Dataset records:
▶
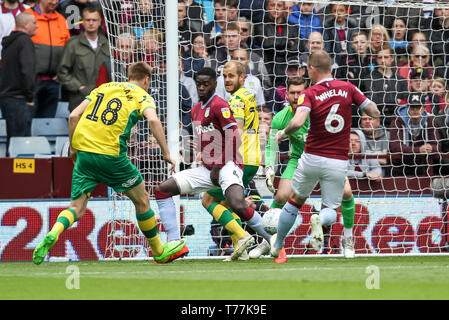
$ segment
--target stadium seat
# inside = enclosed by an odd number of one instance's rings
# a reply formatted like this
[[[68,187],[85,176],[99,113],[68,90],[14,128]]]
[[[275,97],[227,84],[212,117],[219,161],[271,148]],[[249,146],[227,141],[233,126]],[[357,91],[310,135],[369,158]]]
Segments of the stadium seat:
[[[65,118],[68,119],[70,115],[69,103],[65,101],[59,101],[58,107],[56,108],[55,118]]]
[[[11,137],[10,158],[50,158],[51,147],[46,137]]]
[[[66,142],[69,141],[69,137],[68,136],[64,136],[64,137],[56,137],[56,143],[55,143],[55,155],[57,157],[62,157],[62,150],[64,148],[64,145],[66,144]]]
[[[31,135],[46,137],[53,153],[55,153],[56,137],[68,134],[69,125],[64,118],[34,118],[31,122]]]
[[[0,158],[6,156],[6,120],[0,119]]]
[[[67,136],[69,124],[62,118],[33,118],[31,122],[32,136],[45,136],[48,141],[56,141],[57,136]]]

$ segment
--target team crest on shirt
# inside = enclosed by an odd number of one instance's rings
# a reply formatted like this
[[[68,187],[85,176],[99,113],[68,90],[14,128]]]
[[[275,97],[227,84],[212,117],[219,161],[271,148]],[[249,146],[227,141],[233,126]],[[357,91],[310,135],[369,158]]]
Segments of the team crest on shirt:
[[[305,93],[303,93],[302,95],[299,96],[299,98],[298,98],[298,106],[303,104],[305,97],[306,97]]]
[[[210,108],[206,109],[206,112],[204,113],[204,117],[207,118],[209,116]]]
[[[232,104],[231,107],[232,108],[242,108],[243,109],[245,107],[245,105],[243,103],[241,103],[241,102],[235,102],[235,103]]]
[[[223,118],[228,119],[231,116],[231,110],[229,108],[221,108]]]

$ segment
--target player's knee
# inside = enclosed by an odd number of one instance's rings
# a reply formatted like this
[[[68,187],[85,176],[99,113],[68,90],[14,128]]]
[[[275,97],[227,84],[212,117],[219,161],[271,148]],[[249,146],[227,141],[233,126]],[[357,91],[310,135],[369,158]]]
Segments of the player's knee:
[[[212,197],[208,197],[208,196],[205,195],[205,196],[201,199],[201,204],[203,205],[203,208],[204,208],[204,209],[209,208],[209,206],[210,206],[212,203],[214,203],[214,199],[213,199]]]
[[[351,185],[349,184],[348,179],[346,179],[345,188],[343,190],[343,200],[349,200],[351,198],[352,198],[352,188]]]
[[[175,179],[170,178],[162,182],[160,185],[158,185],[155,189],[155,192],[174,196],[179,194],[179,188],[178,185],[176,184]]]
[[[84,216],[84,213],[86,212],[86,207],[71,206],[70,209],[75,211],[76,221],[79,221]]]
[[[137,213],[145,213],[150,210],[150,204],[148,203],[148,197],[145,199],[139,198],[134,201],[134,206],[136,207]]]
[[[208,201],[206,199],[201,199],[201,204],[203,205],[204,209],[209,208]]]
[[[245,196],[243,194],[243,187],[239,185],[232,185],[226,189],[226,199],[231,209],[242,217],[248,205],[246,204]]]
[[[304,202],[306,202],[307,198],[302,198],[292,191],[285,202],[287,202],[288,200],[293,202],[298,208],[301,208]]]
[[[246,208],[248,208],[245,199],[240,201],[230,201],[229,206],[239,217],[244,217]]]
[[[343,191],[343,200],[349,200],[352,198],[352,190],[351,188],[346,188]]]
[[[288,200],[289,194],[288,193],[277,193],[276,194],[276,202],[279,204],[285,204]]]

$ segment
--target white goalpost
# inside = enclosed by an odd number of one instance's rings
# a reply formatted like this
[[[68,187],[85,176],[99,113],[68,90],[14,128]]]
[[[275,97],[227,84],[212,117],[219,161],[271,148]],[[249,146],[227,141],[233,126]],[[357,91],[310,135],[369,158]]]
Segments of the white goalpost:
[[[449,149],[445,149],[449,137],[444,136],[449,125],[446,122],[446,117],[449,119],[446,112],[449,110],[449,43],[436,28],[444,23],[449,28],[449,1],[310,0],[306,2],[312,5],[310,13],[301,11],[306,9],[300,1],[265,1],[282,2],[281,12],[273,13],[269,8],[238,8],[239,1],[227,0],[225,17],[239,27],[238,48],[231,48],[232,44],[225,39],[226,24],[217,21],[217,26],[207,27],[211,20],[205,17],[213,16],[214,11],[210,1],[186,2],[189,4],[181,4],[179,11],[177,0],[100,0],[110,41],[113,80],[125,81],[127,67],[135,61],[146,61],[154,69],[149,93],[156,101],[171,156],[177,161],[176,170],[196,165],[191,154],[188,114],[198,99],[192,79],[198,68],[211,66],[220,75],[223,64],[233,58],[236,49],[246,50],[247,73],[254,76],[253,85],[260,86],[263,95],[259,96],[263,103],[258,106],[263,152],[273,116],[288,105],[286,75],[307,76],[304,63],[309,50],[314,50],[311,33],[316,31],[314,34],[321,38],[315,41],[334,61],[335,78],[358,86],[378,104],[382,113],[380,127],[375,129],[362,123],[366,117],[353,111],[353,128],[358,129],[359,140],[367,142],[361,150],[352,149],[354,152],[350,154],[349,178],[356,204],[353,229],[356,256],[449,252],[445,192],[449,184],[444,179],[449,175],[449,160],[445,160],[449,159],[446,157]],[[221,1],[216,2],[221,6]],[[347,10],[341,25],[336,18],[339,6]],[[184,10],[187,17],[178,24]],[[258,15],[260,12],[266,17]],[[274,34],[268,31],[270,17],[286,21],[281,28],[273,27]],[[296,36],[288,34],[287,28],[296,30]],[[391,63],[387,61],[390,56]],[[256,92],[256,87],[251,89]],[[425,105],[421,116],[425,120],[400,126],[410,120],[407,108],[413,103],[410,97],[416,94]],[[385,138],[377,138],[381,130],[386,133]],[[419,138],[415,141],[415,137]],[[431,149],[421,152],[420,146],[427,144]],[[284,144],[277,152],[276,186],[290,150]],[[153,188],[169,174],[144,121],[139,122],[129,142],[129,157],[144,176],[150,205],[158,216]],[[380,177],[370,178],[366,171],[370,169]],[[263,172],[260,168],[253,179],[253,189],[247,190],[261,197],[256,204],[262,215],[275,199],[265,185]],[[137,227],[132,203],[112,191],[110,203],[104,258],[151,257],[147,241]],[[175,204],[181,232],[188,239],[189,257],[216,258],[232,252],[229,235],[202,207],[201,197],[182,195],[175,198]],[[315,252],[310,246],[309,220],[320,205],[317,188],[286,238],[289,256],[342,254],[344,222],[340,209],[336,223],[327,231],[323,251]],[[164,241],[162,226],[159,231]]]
◀
> **TASK TO CARRY OUT**
Give back the records exactly, minus any pictures.

> **EXPECTED OUTPUT**
$ segment
--target stadium seat
# inside = enclosed by an odd number of one instance's rings
# a reply formatted like this
[[[68,187],[85,176],[99,113],[68,90],[14,128]]]
[[[275,97],[227,84],[212,117],[219,161],[271,148]],[[249,146],[227,141],[233,126]],[[357,91],[310,135],[369,158]]]
Segments of the stadium seat:
[[[65,118],[68,119],[70,115],[69,103],[65,101],[59,101],[58,107],[56,108],[55,118]]]
[[[11,137],[10,158],[50,158],[51,147],[46,137]]]
[[[66,142],[69,141],[69,137],[68,136],[64,136],[64,137],[56,137],[56,143],[55,143],[55,155],[57,157],[62,157],[62,150],[64,148],[64,145],[66,144]]]
[[[31,135],[46,137],[53,153],[55,153],[56,137],[68,134],[69,125],[64,118],[34,118],[31,122]]]
[[[0,158],[6,156],[6,120],[0,119]]]
[[[67,136],[69,124],[62,118],[33,118],[31,122],[32,136],[45,136],[48,141],[56,141],[57,136]]]

$ segment
--target team crest on shirt
# inside = enclosed by an odd number of one instance's rings
# a reply formatted like this
[[[68,187],[85,176],[99,113],[68,90],[14,128]]]
[[[275,97],[227,84],[212,117],[219,161],[271,148]],[[249,146],[227,141],[233,126]],[[357,91],[310,135],[369,158]]]
Segments of the team crest on shirt:
[[[305,93],[303,93],[302,95],[299,96],[299,98],[298,98],[298,106],[303,104],[305,97],[306,97]]]
[[[210,108],[206,109],[206,112],[204,113],[204,117],[207,118],[209,116]]]
[[[232,104],[231,107],[232,108],[242,108],[243,109],[245,107],[245,105],[243,103],[241,103],[241,102],[235,102],[235,103]]]
[[[223,118],[228,119],[231,116],[231,110],[229,108],[221,108]]]

$ segment
--target player's knee
# inside = enclosed by an odd number of one instance's rings
# a reply formatted like this
[[[68,187],[85,176],[99,113],[68,90],[14,128]]]
[[[275,97],[227,84],[212,117],[219,161],[271,148]],[[249,146],[227,141],[233,126]],[[357,91],[310,135],[369,158]]]
Segments of the player's knee:
[[[212,197],[208,197],[208,196],[205,195],[205,196],[201,199],[201,204],[203,205],[203,208],[204,208],[204,209],[209,208],[209,206],[210,206],[212,203],[214,203],[214,199],[213,199]]]
[[[351,185],[349,184],[348,179],[346,179],[345,188],[343,190],[343,200],[349,200],[351,198],[352,198],[352,188]]]
[[[175,179],[170,178],[162,182],[160,185],[158,185],[155,189],[155,192],[174,196],[179,194],[179,188],[178,185],[176,184]]]
[[[84,216],[84,213],[86,212],[86,207],[71,206],[70,209],[75,211],[76,221],[79,221]]]
[[[137,213],[145,213],[150,210],[150,204],[148,203],[148,197],[145,199],[139,198],[134,201],[134,206],[136,207]]]
[[[208,201],[206,199],[201,199],[201,204],[203,205],[204,209],[209,208]]]
[[[245,196],[243,194],[243,187],[239,185],[232,185],[226,189],[226,199],[231,209],[242,217],[248,205],[246,204]]]
[[[304,202],[306,202],[307,198],[302,198],[292,191],[285,202],[287,202],[288,200],[293,202],[298,208],[301,208]]]
[[[246,208],[248,208],[245,199],[240,201],[230,201],[229,206],[239,217],[244,217]]]
[[[343,191],[343,200],[349,200],[352,198],[352,190],[351,188],[346,188]]]
[[[288,200],[289,194],[288,193],[277,193],[276,194],[276,202],[279,204],[285,204]]]

$ segment
--target white goalpost
# inside = enclosed by an odd number of one instance's rings
# a reply formatted like this
[[[68,187],[85,176],[99,113],[68,90],[14,128]]]
[[[275,97],[227,84],[212,117],[219,161],[271,148]],[[249,146],[227,141],[233,126]],[[357,91],[310,135],[369,158]]]
Segments of the white goalpost:
[[[449,149],[445,149],[449,137],[444,136],[449,125],[446,122],[446,117],[449,119],[446,112],[449,110],[449,43],[436,28],[444,23],[449,28],[449,1],[310,0],[306,2],[312,5],[310,13],[301,11],[306,9],[300,1],[265,1],[282,2],[281,12],[273,13],[269,8],[238,8],[239,1],[227,0],[225,17],[239,27],[238,48],[231,48],[232,44],[225,39],[226,24],[217,21],[217,26],[207,27],[211,20],[205,17],[213,16],[214,11],[210,1],[186,2],[189,4],[181,4],[179,11],[177,0],[100,0],[110,41],[113,80],[125,81],[127,67],[135,61],[146,61],[154,69],[149,93],[156,101],[171,156],[177,161],[176,170],[196,165],[191,154],[188,114],[198,99],[192,79],[198,68],[211,66],[220,75],[223,64],[233,58],[236,49],[246,50],[247,73],[254,76],[253,85],[260,86],[263,95],[259,96],[263,103],[258,106],[263,152],[273,116],[288,105],[286,75],[307,76],[304,63],[309,50],[314,50],[311,33],[316,31],[314,34],[321,38],[315,41],[334,61],[335,78],[358,86],[378,104],[382,113],[380,127],[375,129],[362,123],[366,117],[353,111],[353,128],[358,129],[359,140],[367,142],[361,150],[352,149],[354,152],[350,154],[349,178],[356,204],[353,229],[356,256],[449,252],[445,192],[449,184],[444,179],[449,175],[449,160],[445,160],[449,159],[446,157]],[[221,1],[216,2],[221,6]],[[347,10],[341,25],[336,18],[339,6]],[[184,10],[187,17],[178,24]],[[258,15],[260,12],[266,17]],[[274,34],[268,31],[270,17],[286,21],[281,28],[273,27]],[[296,36],[288,34],[287,28],[296,30]],[[391,63],[387,61],[390,56]],[[256,92],[256,87],[251,89]],[[425,105],[421,116],[425,120],[400,126],[410,120],[407,108],[413,103],[410,97],[416,94]],[[385,138],[377,138],[381,130],[386,133]],[[419,138],[415,141],[415,137]],[[431,149],[421,152],[420,146],[427,144]],[[284,144],[277,152],[276,186],[290,150]],[[153,188],[169,174],[144,121],[139,122],[129,142],[129,157],[144,176],[150,205],[158,216]],[[380,177],[370,178],[366,171],[370,169]],[[263,172],[260,168],[253,179],[253,189],[247,190],[261,197],[256,204],[262,215],[275,199],[265,185]],[[137,227],[132,203],[112,191],[110,203],[104,258],[151,257],[147,241]],[[175,204],[181,232],[188,239],[189,257],[216,258],[232,252],[229,235],[202,207],[201,197],[182,195],[175,198]],[[315,252],[310,246],[309,220],[320,205],[317,188],[286,238],[289,256],[342,254],[344,222],[340,209],[336,223],[327,231],[323,251]],[[164,241],[162,226],[159,231]]]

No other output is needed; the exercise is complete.